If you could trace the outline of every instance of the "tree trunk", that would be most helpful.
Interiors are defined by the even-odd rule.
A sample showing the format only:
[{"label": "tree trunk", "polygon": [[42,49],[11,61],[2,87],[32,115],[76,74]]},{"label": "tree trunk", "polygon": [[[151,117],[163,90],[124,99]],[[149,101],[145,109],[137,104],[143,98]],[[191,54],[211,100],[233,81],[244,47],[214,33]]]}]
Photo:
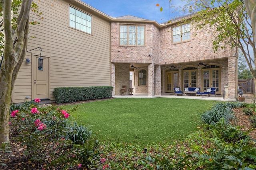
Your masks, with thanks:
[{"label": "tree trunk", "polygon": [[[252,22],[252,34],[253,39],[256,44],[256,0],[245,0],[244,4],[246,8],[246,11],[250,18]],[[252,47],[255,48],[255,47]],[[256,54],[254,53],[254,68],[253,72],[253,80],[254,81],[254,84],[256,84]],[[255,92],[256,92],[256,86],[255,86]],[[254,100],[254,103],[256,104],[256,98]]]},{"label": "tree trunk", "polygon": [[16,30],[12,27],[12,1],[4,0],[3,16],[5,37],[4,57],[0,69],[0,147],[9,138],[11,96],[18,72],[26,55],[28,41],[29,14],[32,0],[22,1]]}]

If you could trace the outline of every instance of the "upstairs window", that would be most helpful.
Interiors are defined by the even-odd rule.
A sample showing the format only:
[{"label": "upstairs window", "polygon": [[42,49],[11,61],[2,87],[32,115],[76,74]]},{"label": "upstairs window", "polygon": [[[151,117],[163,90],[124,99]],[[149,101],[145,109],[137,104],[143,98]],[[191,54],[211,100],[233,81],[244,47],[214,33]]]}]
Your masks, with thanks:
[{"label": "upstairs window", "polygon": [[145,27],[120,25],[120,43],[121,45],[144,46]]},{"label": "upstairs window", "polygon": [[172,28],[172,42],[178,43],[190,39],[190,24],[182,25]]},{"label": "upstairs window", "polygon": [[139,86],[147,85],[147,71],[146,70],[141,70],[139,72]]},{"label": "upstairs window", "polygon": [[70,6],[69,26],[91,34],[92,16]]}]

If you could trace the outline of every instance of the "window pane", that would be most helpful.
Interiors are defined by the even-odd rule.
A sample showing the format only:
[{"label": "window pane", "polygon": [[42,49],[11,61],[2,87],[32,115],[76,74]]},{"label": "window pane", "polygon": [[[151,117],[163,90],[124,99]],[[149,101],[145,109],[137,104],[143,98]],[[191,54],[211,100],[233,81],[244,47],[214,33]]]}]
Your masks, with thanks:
...
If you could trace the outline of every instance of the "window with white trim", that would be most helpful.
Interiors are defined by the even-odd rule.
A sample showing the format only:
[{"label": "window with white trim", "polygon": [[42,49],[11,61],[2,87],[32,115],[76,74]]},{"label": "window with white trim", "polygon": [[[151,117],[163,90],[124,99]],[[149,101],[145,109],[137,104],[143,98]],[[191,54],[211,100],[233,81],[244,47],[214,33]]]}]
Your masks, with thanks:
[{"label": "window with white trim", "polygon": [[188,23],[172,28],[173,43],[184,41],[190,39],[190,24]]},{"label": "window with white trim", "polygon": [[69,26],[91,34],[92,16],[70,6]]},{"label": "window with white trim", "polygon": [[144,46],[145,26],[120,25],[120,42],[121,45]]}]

__Aufgabe__
Suche im Material jede Zeile, die das Wort „would“ enthält, und schreibe diese Zeilen unverändert ab. Groß- und Kleinschreibung zählt.

__Ergebnis__
If you could trace the outline of every instance of the "tree trunk", that would be most helpful.
If you could trace the outline of every instance of the "upstairs window", that would be most helpful.
If you could trace the outline of every instance of the "window pane", that would be most helpful.
If you could trace the outline of every instance of the "window with white trim", that would be most helpful.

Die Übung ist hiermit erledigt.